== SHORT TASK A ==
Gather each line of the rows below that contains the string "wall", and copy every such line in full.

== READING TEXT ==
--- BEGIN ---

Group of Canadian parliamentarians advocates more democratic global governance
"Friends of the UN" in the Canadian Parliament support a UN Parliamentary Assembly
Following the federal elections of October 2015, members of the Canadian House of Commons and the Canadian Senate came together on April 11 in Ottawa to re-establish a joint all-party group that deals with UN matters. The purpose of the Canadian Parliamentary Friends of the United Nations is to “support the UN’s current mandate and Canada’s involvement in the UN,” as the group’s co-chair Don Davies, a parliamentarian from Vancouver, explained.
“Important global issues need global cooperation and solutions. In the view of many Parliamentarians, we need to better understand, support, strengthen and improve the United Nations, our only truly global institution,” Mr. Davies said.
The group decided to organize a delegation of eight to twelve parliamentarians who will visit the UN in late May. They will focus on two issues in particular. First is a look into the process for the selection of the UN Secretary-General. The next Secretary-General will be elected later this year. In a departure from past practice, the General Assembly is holding public meetings where UN members can question official candidates. The Canadian group’s members are interested in the efforts to make the selection process more transparent and democratic.

--- END ---

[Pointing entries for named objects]
--- BEGIN ---

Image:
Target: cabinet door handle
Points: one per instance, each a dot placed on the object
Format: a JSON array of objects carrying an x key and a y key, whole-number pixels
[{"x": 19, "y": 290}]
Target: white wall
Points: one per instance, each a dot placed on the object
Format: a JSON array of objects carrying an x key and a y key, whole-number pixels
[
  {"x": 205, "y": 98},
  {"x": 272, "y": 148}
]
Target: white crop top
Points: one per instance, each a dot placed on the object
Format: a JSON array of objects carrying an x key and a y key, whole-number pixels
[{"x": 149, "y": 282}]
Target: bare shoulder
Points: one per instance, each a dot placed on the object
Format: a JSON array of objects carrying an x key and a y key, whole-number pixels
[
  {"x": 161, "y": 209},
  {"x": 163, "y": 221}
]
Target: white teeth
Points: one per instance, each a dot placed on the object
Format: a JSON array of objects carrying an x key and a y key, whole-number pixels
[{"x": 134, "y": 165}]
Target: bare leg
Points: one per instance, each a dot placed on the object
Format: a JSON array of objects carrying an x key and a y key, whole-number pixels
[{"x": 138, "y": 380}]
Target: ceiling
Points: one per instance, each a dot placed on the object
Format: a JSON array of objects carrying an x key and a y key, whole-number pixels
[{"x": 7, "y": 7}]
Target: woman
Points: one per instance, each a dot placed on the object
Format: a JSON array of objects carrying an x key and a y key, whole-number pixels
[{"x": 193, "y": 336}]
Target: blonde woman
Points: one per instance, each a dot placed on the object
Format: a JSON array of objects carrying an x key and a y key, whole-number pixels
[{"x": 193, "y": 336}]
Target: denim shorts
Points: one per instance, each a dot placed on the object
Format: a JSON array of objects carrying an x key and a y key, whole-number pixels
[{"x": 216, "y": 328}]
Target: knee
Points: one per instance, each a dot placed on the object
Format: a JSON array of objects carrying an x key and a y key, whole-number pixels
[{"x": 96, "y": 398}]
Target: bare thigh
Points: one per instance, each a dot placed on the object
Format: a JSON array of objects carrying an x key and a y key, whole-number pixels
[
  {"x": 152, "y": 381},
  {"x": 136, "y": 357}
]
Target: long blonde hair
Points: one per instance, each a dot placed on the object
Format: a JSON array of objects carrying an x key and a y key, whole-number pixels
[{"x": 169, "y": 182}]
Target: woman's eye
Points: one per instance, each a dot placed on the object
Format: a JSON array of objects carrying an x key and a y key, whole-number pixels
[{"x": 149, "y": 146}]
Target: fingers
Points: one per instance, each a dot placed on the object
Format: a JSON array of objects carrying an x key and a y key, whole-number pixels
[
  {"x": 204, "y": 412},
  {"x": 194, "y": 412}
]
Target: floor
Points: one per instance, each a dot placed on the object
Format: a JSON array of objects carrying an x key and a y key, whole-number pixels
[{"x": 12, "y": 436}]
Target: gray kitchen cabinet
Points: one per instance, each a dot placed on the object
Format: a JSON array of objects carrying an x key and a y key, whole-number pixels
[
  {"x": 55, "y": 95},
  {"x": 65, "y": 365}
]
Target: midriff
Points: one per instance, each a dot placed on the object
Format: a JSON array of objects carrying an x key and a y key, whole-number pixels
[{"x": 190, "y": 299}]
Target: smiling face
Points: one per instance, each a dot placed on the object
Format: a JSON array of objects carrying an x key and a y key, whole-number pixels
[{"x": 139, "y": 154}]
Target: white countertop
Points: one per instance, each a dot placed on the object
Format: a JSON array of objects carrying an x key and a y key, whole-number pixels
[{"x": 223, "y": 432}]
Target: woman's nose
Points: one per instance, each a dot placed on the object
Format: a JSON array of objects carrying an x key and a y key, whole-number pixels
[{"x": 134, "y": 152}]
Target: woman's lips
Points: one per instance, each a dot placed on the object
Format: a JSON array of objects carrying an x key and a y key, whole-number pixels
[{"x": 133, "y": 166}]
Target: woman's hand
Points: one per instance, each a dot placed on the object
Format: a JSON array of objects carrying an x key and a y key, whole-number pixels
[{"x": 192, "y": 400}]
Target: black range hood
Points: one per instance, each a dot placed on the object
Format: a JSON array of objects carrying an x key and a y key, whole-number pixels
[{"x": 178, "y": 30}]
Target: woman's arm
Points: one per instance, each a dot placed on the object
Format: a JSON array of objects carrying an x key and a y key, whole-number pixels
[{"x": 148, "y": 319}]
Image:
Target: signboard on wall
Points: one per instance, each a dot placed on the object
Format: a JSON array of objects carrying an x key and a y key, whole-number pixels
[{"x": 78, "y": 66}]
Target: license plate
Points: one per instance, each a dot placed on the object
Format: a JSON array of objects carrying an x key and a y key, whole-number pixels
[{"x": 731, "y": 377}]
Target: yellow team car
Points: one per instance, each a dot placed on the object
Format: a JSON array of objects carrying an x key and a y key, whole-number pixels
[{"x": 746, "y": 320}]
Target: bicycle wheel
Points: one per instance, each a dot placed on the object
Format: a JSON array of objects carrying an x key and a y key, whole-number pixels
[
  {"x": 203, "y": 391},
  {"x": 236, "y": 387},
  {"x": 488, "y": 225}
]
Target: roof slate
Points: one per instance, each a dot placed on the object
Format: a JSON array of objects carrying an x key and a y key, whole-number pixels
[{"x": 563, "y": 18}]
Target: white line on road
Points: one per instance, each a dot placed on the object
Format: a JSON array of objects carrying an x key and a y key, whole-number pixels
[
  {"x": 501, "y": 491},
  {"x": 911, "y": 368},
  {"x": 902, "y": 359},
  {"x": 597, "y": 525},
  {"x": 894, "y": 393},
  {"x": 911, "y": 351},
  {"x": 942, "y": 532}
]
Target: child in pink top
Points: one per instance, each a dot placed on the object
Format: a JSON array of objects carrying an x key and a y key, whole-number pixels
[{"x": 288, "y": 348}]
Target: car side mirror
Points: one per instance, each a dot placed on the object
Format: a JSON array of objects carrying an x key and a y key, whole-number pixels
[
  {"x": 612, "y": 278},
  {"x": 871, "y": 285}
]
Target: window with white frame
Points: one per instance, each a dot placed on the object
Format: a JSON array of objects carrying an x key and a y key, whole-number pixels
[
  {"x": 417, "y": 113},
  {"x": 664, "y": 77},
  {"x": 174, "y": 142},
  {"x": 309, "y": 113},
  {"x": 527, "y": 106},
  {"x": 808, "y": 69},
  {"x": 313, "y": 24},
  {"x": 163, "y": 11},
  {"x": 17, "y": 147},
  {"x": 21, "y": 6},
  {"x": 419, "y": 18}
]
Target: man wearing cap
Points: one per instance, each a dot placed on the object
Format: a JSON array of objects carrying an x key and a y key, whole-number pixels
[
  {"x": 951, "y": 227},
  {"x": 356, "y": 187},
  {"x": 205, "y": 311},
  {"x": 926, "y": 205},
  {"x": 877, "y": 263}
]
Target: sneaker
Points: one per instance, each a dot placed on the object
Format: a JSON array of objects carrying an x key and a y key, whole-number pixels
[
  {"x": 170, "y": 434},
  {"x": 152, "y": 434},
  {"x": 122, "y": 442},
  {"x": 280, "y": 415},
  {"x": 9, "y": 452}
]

--- END ---

== SHORT TASK B ==
Output the entire article above on the Canadian parliamentary group for the United Nations, reproducing it without any change.

== EXPECTED ANSWER A ==
Target: white wall
Target: signboard on wall

== EXPECTED ANSWER B ==
Group of Canadian parliamentarians advocates more democratic global governance
"Friends of the UN" in the Canadian Parliament support a UN Parliamentary Assembly
Following the federal elections of October 2015, members of the Canadian House of Commons and the Canadian Senate came together on April 11 in Ottawa to re-establish a joint all-party group that deals with UN matters. The purpose of the Canadian Parliamentary Friends of the United Nations is to “support the UN’s current mandate and Canada’s involvement in the UN,” as the group’s co-chair Don Davies, a parliamentarian from Vancouver, explained.
“Important global issues need global cooperation and solutions. In the view of many Parliamentarians, we need to better understand, support, strengthen and improve the United Nations, our only truly global institution,” Mr. Davies said.
The group decided to organize a delegation of eight to twelve parliamentarians who will visit the UN in late May. They will focus on two issues in particular. First is a look into the process for the selection of the UN Secretary-General. The next Secretary-General will be elected later this year. In a departure from past practice, the General Assembly is holding public meetings where UN members can question official candidates. The Canadian group’s members are interested in the efforts to make the selection process more transparent and democratic.